ROWS:
☆ ☆ ☆ ☆ ☆

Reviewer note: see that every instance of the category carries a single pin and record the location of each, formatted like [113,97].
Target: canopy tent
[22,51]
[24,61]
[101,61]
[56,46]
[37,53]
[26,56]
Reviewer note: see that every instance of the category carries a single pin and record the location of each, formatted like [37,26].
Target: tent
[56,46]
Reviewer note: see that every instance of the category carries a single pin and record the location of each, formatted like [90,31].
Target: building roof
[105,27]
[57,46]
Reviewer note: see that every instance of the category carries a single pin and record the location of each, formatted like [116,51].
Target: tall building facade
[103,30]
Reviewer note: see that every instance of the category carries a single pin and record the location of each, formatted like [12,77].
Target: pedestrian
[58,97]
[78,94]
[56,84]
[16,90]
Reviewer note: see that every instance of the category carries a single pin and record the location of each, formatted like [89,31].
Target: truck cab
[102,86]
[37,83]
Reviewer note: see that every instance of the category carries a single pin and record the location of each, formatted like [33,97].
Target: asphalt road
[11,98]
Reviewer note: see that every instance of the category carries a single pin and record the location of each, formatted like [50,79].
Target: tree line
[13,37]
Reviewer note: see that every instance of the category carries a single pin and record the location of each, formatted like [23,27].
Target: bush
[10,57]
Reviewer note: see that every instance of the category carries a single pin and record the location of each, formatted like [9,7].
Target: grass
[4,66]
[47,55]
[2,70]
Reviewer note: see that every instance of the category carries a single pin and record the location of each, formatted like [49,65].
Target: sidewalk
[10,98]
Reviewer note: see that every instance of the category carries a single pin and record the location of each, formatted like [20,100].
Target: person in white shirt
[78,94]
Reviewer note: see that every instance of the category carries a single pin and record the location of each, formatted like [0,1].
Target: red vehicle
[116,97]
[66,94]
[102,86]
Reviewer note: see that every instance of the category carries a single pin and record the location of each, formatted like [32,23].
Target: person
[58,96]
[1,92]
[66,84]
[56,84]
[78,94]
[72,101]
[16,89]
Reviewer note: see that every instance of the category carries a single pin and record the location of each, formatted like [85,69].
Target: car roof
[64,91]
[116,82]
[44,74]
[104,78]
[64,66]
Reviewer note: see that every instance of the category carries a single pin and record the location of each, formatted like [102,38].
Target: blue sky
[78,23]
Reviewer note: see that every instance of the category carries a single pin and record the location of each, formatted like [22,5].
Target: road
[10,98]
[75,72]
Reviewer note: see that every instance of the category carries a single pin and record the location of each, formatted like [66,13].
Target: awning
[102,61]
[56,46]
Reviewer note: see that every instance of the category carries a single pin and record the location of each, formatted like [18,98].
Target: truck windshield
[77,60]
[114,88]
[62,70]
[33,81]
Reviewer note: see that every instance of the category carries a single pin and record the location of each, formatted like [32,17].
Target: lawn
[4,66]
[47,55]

☆ ☆ ☆ ☆ ☆

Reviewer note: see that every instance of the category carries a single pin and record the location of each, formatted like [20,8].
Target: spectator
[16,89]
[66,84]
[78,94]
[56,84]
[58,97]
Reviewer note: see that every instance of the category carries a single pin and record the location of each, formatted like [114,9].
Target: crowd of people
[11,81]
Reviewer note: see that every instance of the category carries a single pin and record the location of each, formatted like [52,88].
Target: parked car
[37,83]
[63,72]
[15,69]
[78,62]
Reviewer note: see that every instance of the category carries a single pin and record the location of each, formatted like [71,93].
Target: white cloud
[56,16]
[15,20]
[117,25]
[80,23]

☆ ☆ ☆ ☆ ☆

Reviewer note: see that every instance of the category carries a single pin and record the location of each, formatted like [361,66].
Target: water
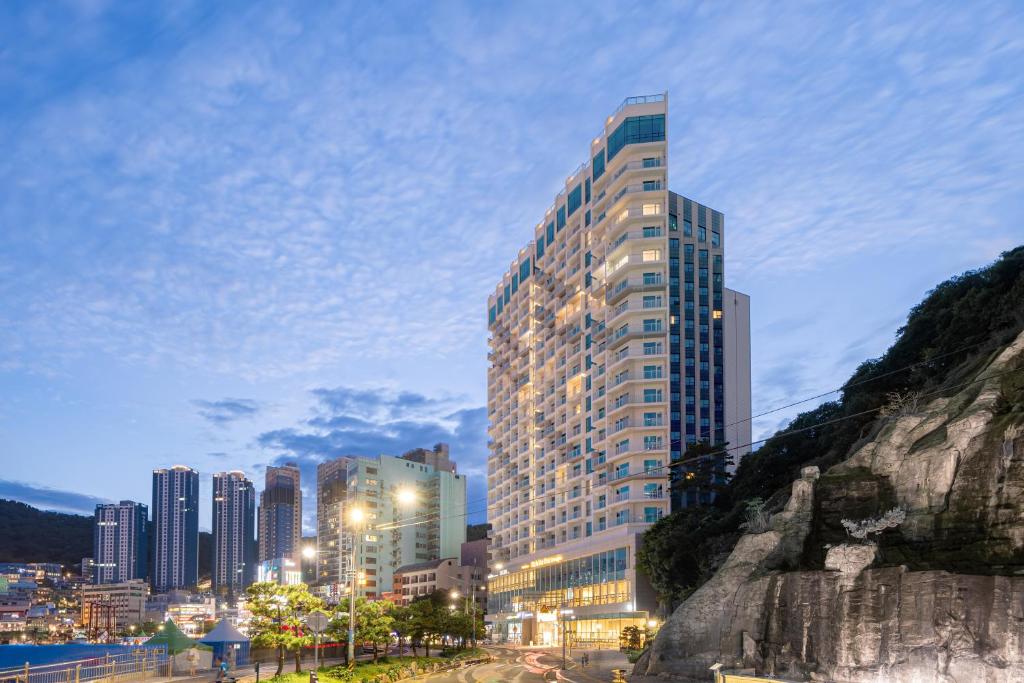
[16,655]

☆ ☆ ☆ ☆ ☆

STATED PROBLEM:
Pick out every row above that contains the word "white" and copy each one in full. Case matters.

COMPLETE ANSWER:
Target: person in white shirt
Target: white cloud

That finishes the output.